TEXT SHOWN Block Start
Bank Of Japan Dapples With Increasing Interest Rates If Economy Continues To Recover

Bank Of Japan Dapples With Increasing Interest Rates If Economy Continues To Recover

With wages increasing, consumption and capital expenditure were also expanding, thus making it a good time for the Bank of Japan to increase its interest rate.

The Bank of Japan (BOJ) made history earlier this year by raising interest rates and ending its long-standing tradition of offering negative interest rates. It also raised its short-term borrowing costs in July to 0.25%. In the last couple of months, there has been much speculation over when and how much the interest rates would be raised again. However, while the hikes were always looming, there has been no confirmation regarding its implementation.

Economists had predicted that the interest rate would change by the end of March next year. The announcement of elections and the preparation of the fiscal budget for the following year also halted the Bank from implementing any changes.

Earlier this week, however, Bank of Japan Governor Kazuo Ueda said that the economy was progressing towards sustained wages-driven inflation. With this improvement, he warned against keeping borrowing costs too low. This signals yet another increase in interest rates. Ueda explained that in a bid to increase interest rates, the BOJ must gradually decrease stimulus, as keeping lowered interest rates for prolonged periods could bump up inflation more than expected.

The markets were waiting patiently for a statement from the Governor, as monetary policy was likely to be influenced due to major international events, particularly, the re-election of US President Donald Trump. He also explained that the BOJ was unlikely to wait out the external risks that the Trump tariffs could bring before raising the interest rates. The Governor explained that while there were a number of potential market uncertainties that could soon be unfolding, the Bank would make policy decisions based on the available data, rather than wait for the mitigation of these risks and subsequent consequences.

Ueda was positive that domestic progress in the form of wage increases should not only result in an increase in the price of commodities but also services. With wages increasing, consumption and capital expenditure were also expanding, thus making it a good time for the Bank to increase its interest rate.

Ueda is assured that as the economy improves, wage-driven inflationary pressure will also increase; and that the BOJ’s monetary policy will be centered around wages and prices will continue to rise. In October, Reuters reported that the Japanese economy had expanded at an annualised 2.9% in the second quarter. Capital expenditure was also projected to grow, despite diminishing demand in China and the overall stagnation of the US economy, which could be a hurdle for an export-heavy country such as Japan.
TEXT SHOWN Block End
WORK TO COMPLETE
a - According to the Bank of Japan article, why must the BOJ gradually decrease stimulus? Answer in one to three sentences.
b - In the Bank of Japan article, what level did the BOJ raise its short-term borrowing costs to in July?
c - Reproduce part of the Bank of Japan article word for word, beginning at the words "Ueda was positive" and stopping after the words "such as Japan.".
PROVIDED RECORDS Block Start
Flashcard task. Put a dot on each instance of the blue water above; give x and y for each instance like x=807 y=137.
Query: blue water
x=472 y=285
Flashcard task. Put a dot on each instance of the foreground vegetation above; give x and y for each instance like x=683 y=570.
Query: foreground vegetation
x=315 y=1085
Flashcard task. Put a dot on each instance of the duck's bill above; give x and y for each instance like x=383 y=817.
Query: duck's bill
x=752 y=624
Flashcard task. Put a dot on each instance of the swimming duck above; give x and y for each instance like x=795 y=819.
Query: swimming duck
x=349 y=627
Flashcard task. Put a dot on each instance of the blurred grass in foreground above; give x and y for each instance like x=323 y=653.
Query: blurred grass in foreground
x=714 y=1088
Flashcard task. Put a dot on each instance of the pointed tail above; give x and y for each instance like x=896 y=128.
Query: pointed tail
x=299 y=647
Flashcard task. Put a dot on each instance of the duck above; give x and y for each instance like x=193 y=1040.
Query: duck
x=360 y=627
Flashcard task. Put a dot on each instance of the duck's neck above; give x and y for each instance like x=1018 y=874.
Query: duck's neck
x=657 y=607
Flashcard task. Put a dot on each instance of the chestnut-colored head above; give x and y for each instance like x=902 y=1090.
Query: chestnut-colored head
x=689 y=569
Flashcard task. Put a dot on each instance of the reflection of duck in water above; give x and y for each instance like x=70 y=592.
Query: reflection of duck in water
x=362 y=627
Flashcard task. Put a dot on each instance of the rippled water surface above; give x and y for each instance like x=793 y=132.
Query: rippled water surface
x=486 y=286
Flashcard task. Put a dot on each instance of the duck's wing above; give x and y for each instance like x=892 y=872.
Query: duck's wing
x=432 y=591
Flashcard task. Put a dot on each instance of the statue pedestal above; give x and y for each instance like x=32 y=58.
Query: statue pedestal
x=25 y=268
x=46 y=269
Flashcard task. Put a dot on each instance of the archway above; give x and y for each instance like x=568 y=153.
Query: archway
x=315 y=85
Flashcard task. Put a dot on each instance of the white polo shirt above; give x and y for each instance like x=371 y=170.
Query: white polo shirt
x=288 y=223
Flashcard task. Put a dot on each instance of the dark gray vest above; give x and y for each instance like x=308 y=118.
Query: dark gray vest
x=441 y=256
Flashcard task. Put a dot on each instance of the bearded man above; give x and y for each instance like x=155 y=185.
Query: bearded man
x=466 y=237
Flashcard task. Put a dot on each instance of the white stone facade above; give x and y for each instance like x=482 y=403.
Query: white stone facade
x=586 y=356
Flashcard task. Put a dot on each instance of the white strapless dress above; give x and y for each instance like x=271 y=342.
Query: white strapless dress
PROVIDED RECORDS Block End
OUTPUTS IN ORDER
a - The BOJ must gradually reduce stimulus because keeping interest rates low for a prolonged period could push inflation higher than expected. Ueda gave this as the reason for moving toward higher interest rates as the economy progresses toward sustained wage-driven inflation.

b - 0.25%

c -
Ueda was positive that domestic progress in the form of wage increases should not only result in an increase in the price of commodities but also services. With wages increasing, consumption and capital expenditure were also expanding, thus making it a good time for the Bank to increase its interest rate.

Ueda is assured that as the economy improves, wage-driven inflationary pressure will also increase; and that the BOJ’s monetary policy will be centered around wages and prices will continue to rise. In October, Reuters reported that the Japanese economy had expanded at an annualised 2.9% in the second quarter. Capital expenditure was also projected to grow, despite diminishing demand in China and the overall stagnation of the US economy, which could be a hurdle for an export-heavy country such as Japan.